→ Metin Bölümü
Amacımız iyi oyuncular yetiştirmek; kendisiyle ve içinde yaşadığı toplum ve dünyayla iletişimini sağlıklı bir biçimde kuran bireyler yetiştirmek. Burada çok önemsediğimiz bir unsur da kolektif duygu ve düşünceye uygun oyuncular yetiştirmek. Oyunculuğun bireysel bir zanaat olduğunu düşünmüyoruz. 

Başvuruda bulunacak arkadaşların hangi şartları taşıması gerekir?

MU: Öncelikle oyunculuğu bir meslek olarak hedeflerine koymuş olmalılar. Tutkuyla bağlı ve yaşamları boyunca mücadele etmek zorunda olacakları sorunlarla baş etme gücüne sahip olmaları gerekir. Bu meslek dünyanın her yerinde ama özellikle Türkiye’de dışardan göründüğü gibi değil. Oyuncular konfor içinde yaşamazlar genel olarak. Bizde oyuncu deyince starlar anlaşılıyor genelde ve lüks bir yaşam imajı oluşuyor. Oysa oyuncu olmayı seçmiş bir insan kendisiyle yüzleşmeyi, farkında olmayı, gerçekleri kabul etme ve bunu değiştirme gücüne sahip olma yolunda epey dikenli bir yolda yürümeyi göze almış demektir.

→ Görev Gereksinimleri
1) Metin bölümüne göre şu soruları yanıtlayın:
(a) Oyunculuğun ne olduğu düşünülmüyor?
(b) Türkiye'de oyuncu denince genellikle ne anlaşılıyor?
(c) Oyuncular genel olarak nasıl yaşamazlar?
2) Metin bölümünün "Amacımız iyi oyuncular" sözleriyle başlayıp "zanaat olduğunu düşünmüyoruz." sözleriyle biten kısmını, "bireyler" yerine "insanlar" koyarak güncelleyin.
Veriler metin bölümüyle ilgili değildir.

→ Sağlanan Bilgiler
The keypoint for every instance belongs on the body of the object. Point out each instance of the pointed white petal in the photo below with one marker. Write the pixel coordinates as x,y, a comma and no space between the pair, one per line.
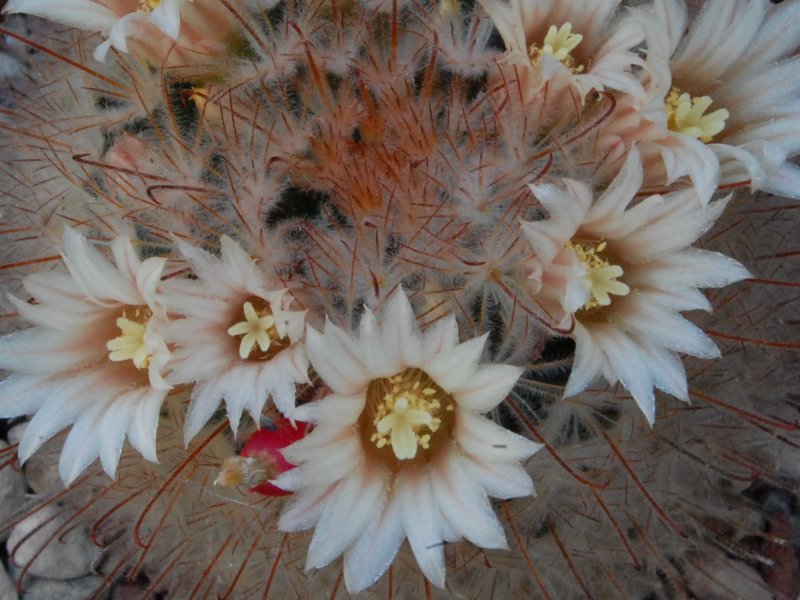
82,14
453,368
422,522
205,400
372,553
355,503
340,460
333,408
305,508
144,425
463,502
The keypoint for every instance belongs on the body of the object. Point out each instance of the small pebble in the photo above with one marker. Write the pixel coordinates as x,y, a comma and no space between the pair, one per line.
71,589
63,557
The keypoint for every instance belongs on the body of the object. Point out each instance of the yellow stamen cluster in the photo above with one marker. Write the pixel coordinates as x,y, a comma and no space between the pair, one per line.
687,115
410,410
602,274
148,5
256,328
558,43
132,344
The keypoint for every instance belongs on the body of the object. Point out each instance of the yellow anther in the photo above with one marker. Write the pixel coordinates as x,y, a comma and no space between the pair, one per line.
148,5
260,337
687,115
602,275
406,412
131,344
558,43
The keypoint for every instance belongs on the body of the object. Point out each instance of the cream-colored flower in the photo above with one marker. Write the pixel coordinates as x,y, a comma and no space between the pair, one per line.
400,449
95,357
586,43
116,20
237,338
724,86
621,273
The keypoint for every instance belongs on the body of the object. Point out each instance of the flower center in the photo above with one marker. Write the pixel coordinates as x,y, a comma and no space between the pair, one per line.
687,115
255,325
602,275
558,43
132,343
148,5
406,412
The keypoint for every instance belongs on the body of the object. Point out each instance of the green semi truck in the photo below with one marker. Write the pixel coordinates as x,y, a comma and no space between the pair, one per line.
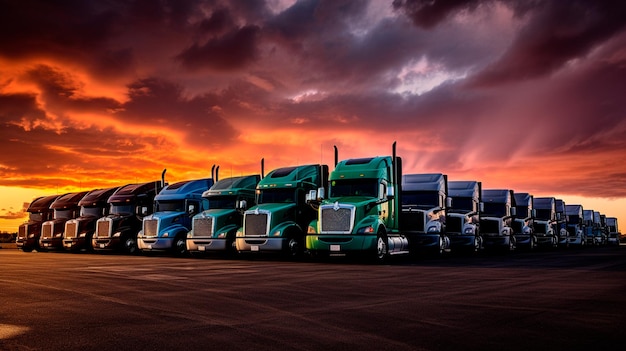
361,213
278,222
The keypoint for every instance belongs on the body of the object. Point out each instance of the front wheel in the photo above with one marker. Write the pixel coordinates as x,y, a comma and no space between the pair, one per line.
130,245
382,249
180,246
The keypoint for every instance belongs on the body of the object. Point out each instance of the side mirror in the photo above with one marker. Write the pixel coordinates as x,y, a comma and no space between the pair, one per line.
242,205
391,192
311,196
320,193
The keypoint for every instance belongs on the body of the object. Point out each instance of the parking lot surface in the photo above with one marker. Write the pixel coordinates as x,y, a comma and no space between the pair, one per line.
548,300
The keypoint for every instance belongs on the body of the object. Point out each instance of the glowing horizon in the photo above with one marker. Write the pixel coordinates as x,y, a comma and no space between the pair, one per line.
537,108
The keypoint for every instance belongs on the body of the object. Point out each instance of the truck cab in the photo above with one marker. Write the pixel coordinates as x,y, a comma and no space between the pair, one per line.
127,207
423,216
79,231
523,223
166,229
598,229
360,215
65,208
463,217
614,234
278,222
497,218
38,212
576,234
589,225
545,222
561,223
214,229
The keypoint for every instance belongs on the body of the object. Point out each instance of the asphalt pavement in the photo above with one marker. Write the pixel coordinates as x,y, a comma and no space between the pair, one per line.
570,299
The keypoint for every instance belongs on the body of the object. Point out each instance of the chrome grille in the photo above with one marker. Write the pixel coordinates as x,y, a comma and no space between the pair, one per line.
71,229
46,230
203,226
454,224
150,227
489,227
255,224
103,228
336,220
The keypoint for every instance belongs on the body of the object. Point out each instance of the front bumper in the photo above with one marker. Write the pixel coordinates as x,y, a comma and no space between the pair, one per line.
203,244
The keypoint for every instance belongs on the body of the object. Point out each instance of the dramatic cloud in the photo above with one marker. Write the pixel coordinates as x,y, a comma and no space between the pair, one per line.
520,94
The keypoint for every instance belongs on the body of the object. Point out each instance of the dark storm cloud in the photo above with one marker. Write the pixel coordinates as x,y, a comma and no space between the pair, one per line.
155,102
557,32
62,92
231,51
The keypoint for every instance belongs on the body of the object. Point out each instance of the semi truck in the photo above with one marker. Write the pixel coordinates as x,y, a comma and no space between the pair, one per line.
575,229
423,217
523,223
214,229
614,234
588,224
361,214
497,218
463,217
78,233
28,233
561,223
279,220
65,208
174,206
598,229
127,207
544,224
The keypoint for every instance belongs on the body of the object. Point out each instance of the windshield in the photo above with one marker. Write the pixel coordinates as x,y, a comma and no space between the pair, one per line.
354,187
176,206
494,210
273,196
544,214
463,203
421,198
120,209
91,211
37,217
62,214
225,202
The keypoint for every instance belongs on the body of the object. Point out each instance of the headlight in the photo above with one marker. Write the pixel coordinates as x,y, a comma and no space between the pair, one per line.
365,230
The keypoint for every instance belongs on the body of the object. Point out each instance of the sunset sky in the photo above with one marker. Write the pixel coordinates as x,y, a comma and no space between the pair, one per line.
528,94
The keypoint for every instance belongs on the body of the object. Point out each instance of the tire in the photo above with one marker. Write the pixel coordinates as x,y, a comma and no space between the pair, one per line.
294,247
130,245
382,248
179,246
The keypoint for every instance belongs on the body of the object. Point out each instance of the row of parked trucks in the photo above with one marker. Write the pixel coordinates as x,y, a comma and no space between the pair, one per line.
364,206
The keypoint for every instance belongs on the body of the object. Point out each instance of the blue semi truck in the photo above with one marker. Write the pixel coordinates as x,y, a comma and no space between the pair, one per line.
214,229
174,206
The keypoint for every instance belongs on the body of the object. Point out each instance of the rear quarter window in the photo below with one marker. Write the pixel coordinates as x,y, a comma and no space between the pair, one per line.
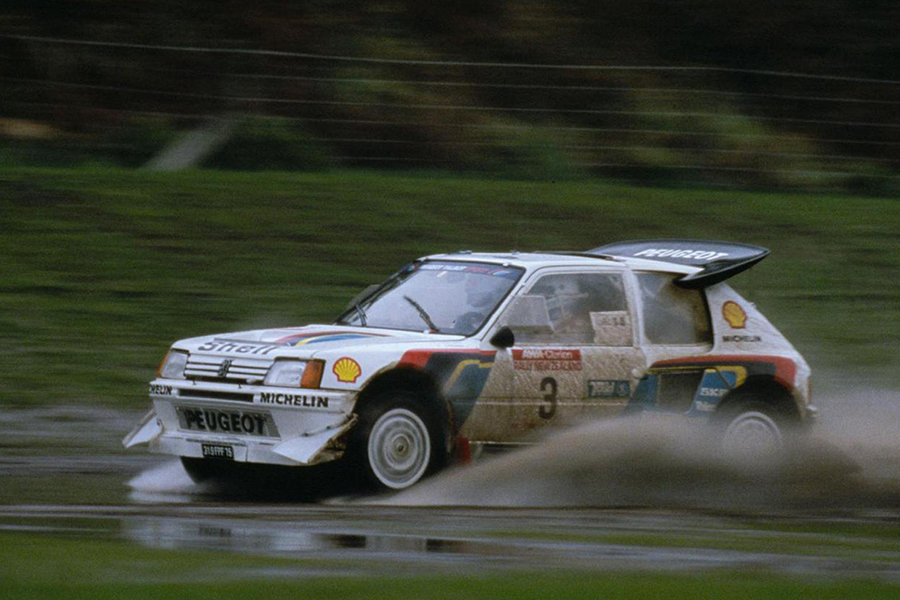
673,315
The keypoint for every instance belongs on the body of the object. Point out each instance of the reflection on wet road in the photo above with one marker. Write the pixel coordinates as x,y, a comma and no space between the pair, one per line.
598,499
355,540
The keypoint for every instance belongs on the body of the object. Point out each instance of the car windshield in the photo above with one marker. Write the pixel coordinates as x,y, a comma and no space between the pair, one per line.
437,296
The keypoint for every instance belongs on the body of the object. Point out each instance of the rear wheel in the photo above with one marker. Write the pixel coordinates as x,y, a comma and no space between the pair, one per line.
199,469
398,441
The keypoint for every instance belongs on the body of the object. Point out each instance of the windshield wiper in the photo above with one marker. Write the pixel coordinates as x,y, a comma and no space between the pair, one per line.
422,313
361,313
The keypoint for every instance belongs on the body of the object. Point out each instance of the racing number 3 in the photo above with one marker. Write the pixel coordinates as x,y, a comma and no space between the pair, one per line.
548,386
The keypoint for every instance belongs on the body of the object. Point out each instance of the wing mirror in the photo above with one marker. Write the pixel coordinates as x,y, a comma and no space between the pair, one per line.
504,338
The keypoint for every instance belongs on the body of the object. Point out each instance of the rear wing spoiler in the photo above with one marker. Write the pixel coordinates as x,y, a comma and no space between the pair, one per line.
717,260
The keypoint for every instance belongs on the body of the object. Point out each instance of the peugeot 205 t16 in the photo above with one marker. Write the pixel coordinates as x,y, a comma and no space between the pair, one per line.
470,350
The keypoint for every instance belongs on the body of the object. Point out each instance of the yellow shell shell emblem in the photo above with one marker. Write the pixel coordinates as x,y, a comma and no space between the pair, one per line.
346,370
734,314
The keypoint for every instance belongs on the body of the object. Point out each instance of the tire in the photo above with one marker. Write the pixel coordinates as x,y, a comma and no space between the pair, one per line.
751,429
398,441
200,469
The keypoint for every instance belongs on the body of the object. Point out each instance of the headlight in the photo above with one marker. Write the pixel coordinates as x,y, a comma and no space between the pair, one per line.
295,373
172,366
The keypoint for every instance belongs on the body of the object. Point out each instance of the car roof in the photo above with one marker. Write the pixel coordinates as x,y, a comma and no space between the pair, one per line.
536,260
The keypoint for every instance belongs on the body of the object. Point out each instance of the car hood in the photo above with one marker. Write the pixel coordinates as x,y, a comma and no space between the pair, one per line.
307,340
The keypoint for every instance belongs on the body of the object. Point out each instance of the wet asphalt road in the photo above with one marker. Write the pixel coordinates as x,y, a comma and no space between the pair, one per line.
65,474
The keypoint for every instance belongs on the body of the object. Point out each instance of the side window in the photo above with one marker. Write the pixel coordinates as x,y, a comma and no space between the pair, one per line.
673,315
582,309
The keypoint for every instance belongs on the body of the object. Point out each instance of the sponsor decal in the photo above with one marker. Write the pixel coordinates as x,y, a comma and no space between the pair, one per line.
346,370
226,421
609,388
713,392
741,338
676,253
496,271
237,347
223,368
217,451
734,315
538,359
322,337
701,406
294,400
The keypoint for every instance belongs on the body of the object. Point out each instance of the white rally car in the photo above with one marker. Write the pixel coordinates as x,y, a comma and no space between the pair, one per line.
469,349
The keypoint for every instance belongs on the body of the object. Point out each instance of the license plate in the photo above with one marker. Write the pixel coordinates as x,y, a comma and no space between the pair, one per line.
217,451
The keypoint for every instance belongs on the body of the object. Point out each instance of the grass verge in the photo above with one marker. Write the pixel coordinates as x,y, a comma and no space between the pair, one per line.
102,269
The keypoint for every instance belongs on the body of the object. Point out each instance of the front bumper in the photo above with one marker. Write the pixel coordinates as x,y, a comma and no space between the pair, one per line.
257,424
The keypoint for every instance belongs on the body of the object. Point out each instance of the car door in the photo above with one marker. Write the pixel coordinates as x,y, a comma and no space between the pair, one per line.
578,360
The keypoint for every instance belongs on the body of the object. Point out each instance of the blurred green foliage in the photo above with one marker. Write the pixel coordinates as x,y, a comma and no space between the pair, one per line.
103,268
743,119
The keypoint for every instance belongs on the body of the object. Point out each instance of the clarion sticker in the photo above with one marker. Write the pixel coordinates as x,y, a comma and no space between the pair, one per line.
237,347
741,338
609,388
294,400
546,360
226,421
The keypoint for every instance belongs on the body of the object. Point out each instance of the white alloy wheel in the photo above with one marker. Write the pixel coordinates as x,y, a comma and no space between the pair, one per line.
754,435
399,448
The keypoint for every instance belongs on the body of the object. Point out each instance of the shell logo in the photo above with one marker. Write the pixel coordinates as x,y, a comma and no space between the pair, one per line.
734,314
346,370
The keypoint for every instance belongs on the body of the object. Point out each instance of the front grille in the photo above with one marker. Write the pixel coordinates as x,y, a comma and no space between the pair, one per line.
215,395
237,370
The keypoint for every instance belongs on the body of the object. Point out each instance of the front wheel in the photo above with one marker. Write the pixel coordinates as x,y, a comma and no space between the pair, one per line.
752,430
398,441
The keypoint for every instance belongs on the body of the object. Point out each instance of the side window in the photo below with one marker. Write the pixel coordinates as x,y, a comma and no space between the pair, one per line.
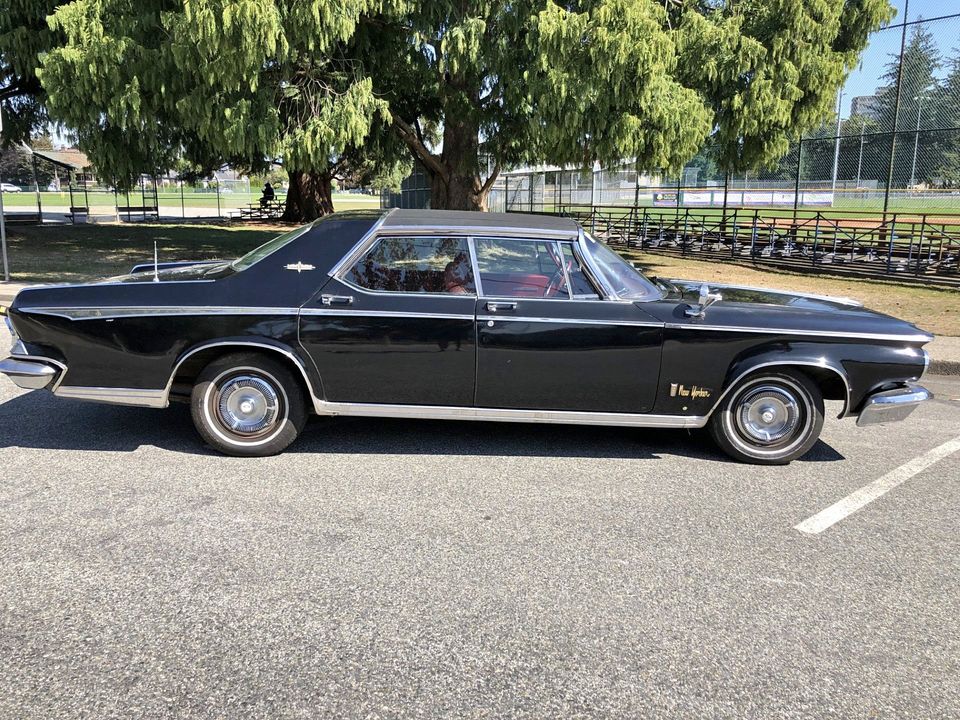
415,265
581,287
520,268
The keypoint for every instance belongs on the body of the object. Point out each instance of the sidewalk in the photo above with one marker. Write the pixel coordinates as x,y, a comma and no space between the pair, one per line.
944,351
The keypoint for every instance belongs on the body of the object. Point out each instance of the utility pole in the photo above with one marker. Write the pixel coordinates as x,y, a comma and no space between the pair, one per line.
3,222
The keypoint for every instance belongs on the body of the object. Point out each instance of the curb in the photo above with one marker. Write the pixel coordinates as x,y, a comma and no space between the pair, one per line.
943,367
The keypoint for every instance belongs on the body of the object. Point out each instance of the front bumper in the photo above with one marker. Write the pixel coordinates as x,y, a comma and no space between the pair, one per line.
30,373
892,405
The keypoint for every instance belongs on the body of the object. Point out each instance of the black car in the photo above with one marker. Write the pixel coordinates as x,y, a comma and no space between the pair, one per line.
462,316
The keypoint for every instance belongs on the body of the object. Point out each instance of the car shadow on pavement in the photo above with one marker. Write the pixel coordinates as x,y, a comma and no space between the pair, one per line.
42,421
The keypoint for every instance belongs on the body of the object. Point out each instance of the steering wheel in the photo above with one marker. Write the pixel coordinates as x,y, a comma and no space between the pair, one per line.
557,281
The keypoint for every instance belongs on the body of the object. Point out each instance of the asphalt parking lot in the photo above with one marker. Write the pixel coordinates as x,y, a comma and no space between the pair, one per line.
426,569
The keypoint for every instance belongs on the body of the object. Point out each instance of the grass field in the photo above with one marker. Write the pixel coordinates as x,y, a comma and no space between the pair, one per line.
70,253
169,201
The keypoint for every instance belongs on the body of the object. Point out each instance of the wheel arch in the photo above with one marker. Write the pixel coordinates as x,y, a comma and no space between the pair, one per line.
192,361
828,375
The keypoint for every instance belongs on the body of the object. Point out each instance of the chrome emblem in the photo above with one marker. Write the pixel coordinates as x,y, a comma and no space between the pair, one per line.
694,392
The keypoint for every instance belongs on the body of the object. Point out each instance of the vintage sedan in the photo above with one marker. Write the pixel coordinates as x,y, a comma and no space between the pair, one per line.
462,316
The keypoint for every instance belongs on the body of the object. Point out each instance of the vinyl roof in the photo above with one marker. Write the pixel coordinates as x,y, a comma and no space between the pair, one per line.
515,223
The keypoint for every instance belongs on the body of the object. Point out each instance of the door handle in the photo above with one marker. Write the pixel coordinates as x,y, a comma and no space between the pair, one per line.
336,299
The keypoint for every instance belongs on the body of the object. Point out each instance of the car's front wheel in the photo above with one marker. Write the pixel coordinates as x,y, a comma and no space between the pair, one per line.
247,405
769,418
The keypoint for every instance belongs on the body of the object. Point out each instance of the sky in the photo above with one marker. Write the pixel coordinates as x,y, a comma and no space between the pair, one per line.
883,44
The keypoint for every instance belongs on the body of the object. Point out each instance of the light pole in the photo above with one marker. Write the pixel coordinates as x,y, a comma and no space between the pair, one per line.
3,224
860,156
916,141
836,149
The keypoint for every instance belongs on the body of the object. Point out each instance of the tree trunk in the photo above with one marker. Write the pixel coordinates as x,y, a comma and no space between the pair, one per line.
459,186
310,196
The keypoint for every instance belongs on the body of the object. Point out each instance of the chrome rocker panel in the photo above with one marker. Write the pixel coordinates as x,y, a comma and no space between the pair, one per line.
892,405
115,396
559,417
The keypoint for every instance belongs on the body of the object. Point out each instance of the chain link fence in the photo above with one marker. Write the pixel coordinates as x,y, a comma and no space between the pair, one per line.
893,145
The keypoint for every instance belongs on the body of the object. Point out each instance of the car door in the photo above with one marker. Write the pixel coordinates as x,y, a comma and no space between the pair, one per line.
397,326
547,340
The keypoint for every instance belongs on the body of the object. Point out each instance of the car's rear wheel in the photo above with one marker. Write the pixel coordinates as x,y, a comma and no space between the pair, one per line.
769,418
248,405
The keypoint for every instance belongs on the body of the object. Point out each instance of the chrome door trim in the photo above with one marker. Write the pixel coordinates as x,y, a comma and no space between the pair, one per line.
398,293
480,232
114,396
569,321
475,265
562,417
806,333
125,311
360,247
349,312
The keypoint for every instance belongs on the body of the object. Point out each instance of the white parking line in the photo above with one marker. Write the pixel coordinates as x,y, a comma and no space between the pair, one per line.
868,493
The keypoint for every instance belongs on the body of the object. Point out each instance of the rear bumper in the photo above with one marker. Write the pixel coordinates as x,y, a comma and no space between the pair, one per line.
31,373
892,405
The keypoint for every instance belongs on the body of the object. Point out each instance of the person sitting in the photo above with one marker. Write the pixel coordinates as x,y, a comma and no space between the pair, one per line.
457,276
268,195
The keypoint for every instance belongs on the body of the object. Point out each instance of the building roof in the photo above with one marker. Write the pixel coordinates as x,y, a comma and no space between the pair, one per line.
68,159
481,222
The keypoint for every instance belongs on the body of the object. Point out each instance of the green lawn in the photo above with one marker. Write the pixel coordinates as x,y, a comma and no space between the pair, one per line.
169,200
72,253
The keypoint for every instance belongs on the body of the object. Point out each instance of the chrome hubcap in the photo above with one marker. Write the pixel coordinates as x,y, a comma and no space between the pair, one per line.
248,405
768,414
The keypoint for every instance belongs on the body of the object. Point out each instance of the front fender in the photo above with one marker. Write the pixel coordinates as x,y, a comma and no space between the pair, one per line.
801,355
862,367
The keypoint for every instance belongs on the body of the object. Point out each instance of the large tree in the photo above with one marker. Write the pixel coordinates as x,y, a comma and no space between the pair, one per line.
574,82
509,82
24,36
236,81
769,70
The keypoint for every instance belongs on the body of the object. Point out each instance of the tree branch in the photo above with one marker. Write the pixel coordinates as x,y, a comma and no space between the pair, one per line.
420,151
485,188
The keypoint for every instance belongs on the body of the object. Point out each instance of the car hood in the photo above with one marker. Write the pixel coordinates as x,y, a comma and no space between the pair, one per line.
766,296
173,272
809,314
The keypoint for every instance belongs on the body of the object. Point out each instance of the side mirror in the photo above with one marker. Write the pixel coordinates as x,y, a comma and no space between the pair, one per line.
706,298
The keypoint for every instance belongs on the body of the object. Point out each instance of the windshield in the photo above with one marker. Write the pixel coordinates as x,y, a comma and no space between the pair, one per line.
271,246
620,275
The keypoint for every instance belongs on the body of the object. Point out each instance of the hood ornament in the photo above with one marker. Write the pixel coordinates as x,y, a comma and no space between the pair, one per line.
706,299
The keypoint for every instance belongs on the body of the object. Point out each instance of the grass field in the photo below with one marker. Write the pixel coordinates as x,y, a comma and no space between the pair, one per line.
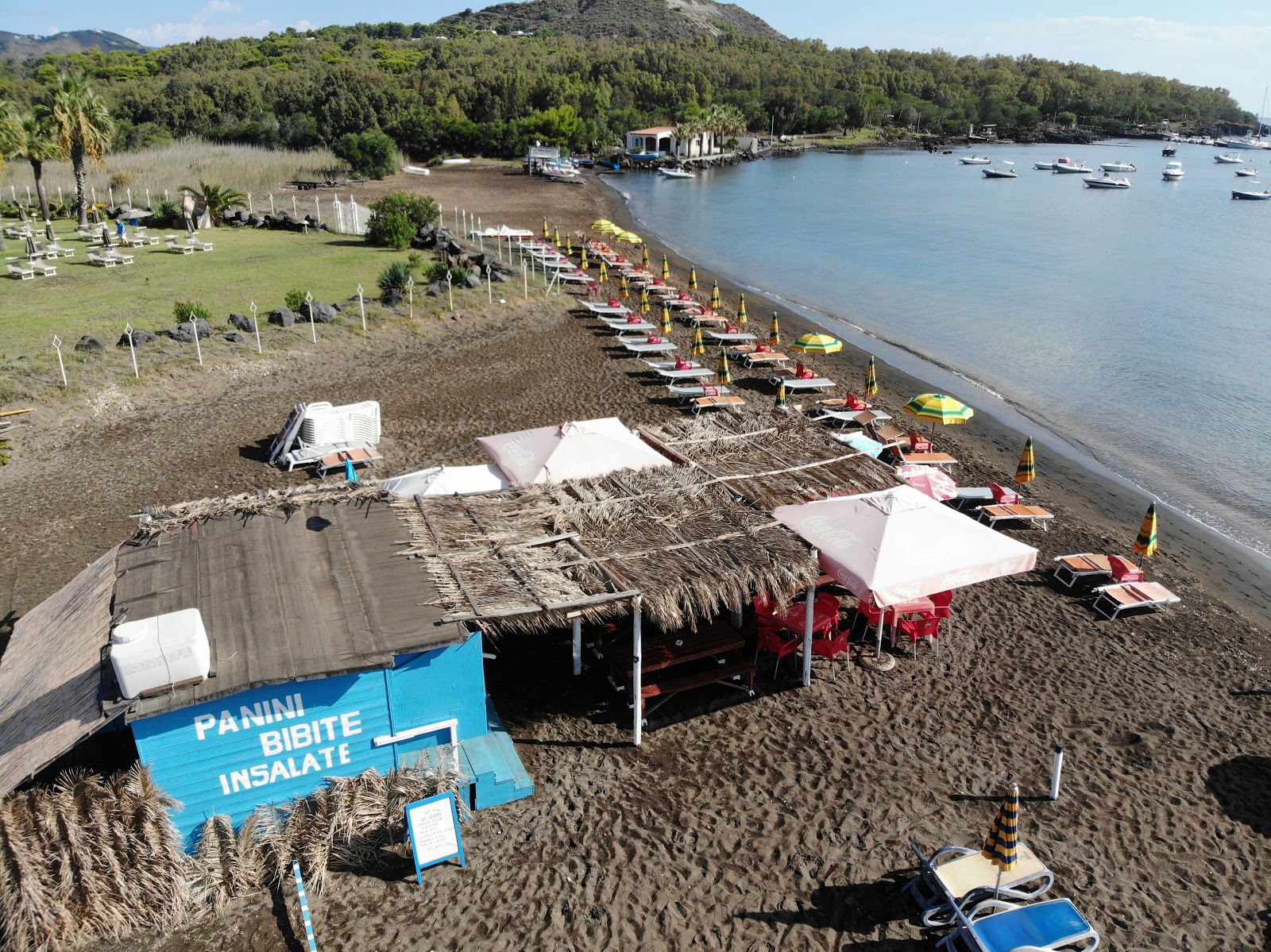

→ Alıştırma Yanıtları
1)
(a) Oyunculuğun bireysel bir zanaat olduğu düşünülmüyor.
(b) Oyuncu denince genellikle starlar anlaşılıyor ve lüks bir yaşam imajı oluşuyor.
(c) Oyuncular genel olarak konfor içinde yaşamazlar.

2)
Amacımız iyi oyuncular yetiştirmek; kendisiyle ve içinde yaşadığı toplum ve dünyayla iletişimini sağlıklı bir biçimde kuran insanlar yetiştirmek. Burada çok önemsediğimiz bir unsur da kolektif duygu ve düşünceye uygun oyuncular yetiştirmek. Oyunculuğun bireysel bir zanaat olduğunu düşünmüyoruz.